● The task: This exercise needs the listing below duplicated exactly.

● Data for processing:

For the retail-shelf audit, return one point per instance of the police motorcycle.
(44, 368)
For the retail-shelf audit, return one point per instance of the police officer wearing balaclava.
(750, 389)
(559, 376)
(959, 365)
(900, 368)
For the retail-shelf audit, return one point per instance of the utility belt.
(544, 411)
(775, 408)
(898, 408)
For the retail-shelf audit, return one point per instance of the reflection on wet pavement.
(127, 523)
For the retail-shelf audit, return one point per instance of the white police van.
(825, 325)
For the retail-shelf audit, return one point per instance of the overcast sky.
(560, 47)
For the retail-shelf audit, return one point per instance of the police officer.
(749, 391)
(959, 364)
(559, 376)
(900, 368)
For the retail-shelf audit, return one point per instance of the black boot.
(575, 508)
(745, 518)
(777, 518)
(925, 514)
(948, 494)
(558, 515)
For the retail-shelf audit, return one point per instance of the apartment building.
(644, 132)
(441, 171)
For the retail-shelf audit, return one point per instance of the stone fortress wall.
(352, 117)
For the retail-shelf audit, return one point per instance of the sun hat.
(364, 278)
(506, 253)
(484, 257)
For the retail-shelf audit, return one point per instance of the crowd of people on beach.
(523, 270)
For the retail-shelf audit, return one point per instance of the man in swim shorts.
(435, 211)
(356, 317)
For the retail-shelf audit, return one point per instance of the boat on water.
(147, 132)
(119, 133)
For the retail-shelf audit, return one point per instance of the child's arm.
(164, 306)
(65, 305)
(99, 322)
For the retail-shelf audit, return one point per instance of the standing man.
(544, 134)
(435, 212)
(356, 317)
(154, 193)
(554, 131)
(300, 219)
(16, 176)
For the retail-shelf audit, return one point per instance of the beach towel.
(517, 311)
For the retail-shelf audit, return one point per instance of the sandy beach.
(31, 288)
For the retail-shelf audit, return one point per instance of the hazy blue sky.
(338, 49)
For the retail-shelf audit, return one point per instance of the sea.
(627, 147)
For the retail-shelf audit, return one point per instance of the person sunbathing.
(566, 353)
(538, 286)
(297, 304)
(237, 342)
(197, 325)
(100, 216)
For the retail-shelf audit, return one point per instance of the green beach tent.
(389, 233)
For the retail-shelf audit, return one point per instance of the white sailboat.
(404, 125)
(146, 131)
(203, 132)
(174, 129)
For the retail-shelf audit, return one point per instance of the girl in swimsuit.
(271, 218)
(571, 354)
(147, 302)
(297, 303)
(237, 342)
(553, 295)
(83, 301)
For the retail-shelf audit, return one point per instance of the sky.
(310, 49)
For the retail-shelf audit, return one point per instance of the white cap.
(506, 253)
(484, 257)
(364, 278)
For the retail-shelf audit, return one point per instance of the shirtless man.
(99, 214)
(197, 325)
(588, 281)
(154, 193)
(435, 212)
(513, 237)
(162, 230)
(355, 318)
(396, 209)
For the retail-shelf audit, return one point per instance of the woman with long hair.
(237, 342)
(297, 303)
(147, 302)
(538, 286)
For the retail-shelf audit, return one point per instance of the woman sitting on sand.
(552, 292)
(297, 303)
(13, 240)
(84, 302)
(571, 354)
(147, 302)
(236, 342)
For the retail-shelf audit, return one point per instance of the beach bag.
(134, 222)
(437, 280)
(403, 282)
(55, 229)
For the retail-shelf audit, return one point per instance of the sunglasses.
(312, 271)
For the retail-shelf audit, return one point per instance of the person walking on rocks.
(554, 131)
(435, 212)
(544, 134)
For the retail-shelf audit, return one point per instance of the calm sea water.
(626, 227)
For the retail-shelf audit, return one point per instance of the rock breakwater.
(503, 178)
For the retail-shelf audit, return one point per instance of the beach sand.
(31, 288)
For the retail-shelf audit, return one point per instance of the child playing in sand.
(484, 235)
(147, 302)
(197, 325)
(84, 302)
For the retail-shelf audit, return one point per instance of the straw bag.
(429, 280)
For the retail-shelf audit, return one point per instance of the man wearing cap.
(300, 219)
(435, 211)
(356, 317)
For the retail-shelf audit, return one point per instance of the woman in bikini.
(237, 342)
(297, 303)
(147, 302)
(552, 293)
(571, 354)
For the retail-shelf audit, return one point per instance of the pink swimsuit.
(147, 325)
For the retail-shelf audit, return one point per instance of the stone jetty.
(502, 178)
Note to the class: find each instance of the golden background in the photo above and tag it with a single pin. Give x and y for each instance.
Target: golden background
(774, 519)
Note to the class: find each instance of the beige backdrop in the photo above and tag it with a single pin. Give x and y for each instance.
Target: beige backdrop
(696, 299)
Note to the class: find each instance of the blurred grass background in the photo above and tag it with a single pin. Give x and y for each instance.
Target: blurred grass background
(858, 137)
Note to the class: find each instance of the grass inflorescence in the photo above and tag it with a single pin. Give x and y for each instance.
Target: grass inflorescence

● Exercise response:
For the retail-shelf audit, return one point per instance of the police motorcycle.
(44, 368)
For the retail-shelf audit, return one point per instance of the police officer wearing balaclava.
(750, 389)
(559, 376)
(959, 365)
(900, 368)
For the retail-shelf audit, return one point per instance of the utility belt.
(544, 411)
(775, 408)
(898, 408)
For the retail-shelf audit, return one point per instance of the reflection on wet pavement.
(127, 523)
For the retail-shelf audit, return one point per instance of the white police van.
(825, 325)
For the retail-shelf audit, return one point per instance of the overcast sky.
(560, 47)
For the retail-shelf audit, return one point per instance of the police officer.
(749, 391)
(959, 364)
(559, 376)
(900, 368)
For the retail-shelf audit, return one point per instance of the black boot.
(575, 508)
(745, 518)
(777, 518)
(925, 514)
(948, 494)
(558, 515)
For the retail-shelf audit, return one point per instance of the apartment building.
(644, 132)
(441, 171)
For the retail-shelf audit, return one point per instance of the stone fortress wall.
(352, 117)
For the retail-shelf audit, return one point per instance of the sun hat.
(364, 278)
(506, 253)
(484, 257)
For the retail-shelf audit, return one point per instance of the crowd of people on beach.
(523, 270)
For the retail-shelf audit, return one point per instance of the man in swim shorts.
(435, 211)
(356, 317)
For the retail-shelf audit, return one point per instance of the boat on water.
(147, 132)
(119, 133)
For the retail-shelf audit, return one point per instance of the child's arm.
(164, 306)
(65, 305)
(99, 322)
For the retail-shelf audit, return one point per instance of the standing man.
(544, 134)
(435, 212)
(356, 317)
(154, 193)
(554, 131)
(300, 219)
(16, 176)
For the retail-shelf audit, return one point per instance of the beach towel.
(517, 311)
For the retail-shelf audit, return one point per instance of the sandy beach.
(31, 288)
For the retail-shelf audit, return one point per instance of the hazy blue sky.
(338, 49)
For the retail-shelf audit, return one point per instance of the sea.
(627, 147)
For the retail-shelf audit, return one point per instance of the person sunbathing.
(566, 353)
(538, 286)
(297, 304)
(237, 342)
(197, 325)
(100, 216)
For the retail-shelf audit, return one point per instance of the green beach tent.
(389, 233)
For the retail-shelf audit, return one point per instance of the white sailboat.
(404, 125)
(146, 131)
(203, 132)
(174, 129)
For the retail-shelf audit, return one point per instance of the girl in swimsuit.
(271, 218)
(571, 354)
(147, 302)
(297, 303)
(237, 342)
(553, 295)
(83, 301)
For the retail-shelf audit, return one point per instance of the sky.
(310, 49)
For the retail-shelf audit, return one point per instance of the white cap.
(506, 253)
(484, 257)
(364, 278)
For the retail-shelf audit, return one point per instance of the shirtless man.
(99, 214)
(197, 325)
(588, 281)
(154, 193)
(435, 212)
(513, 237)
(162, 230)
(355, 318)
(396, 209)
For the retail-shelf audit, return one point per instance of the woman with long hair.
(237, 342)
(297, 303)
(147, 302)
(538, 286)
For the retail-shelf audit, return one point per instance of the woman sitting on sand.
(552, 292)
(297, 303)
(13, 240)
(84, 302)
(571, 354)
(147, 302)
(236, 342)
For the retail-shelf audit, return one point per instance of the beach bag.
(134, 222)
(437, 280)
(403, 282)
(55, 229)
For the retail-shelf audit, return one point per instance of the sunglasses.
(312, 271)
For the retail-shelf audit, return one point per instance of the person walking on rocks.
(554, 131)
(435, 212)
(544, 134)
For the retail-shelf audit, return one point per instance of the calm sea water.
(626, 227)
For the retail-shelf audit, return one point per instance of the rock breakwater.
(503, 178)
For the retail-shelf audit, return one point per instance of the beach sand.
(31, 288)
For the retail-shelf audit, return one point per instance of the child playing in sand.
(484, 235)
(147, 302)
(197, 325)
(84, 302)
For the retail-shelf audit, return one point per instance of the straw bag.
(429, 280)
For the retail-shelf audit, return one point per instance of the man wearing cap.
(300, 219)
(435, 211)
(356, 317)
For the retail-shelf audit, return one point per instance of the woman in bikini.
(237, 342)
(297, 303)
(147, 302)
(552, 293)
(571, 354)
For the retail-shelf audit, return one point per instance of the pink swimsuit.
(147, 325)
For the retail-shelf audit, return one point per instance of the stone jetty.
(502, 178)
Note to the class: find each instance of the golden background in the photo above and tag it with a single pin. Give x and y for each instance.
Target: golden background
(774, 519)
Note to the class: find each instance of the beige backdrop in the photo above and tag it with a single pin. Give x and y for each instance.
Target: beige backdrop
(696, 299)
Note to the class: find each instance of the blurred grass background in the photo above and tag it with a single pin. Give x and y for each instance.
Target: blurred grass background
(858, 137)
Note to the class: find each instance of the grass inflorescence in the photo above and tag it with a single pin. Give x and y for each instance.
Target: grass inflorescence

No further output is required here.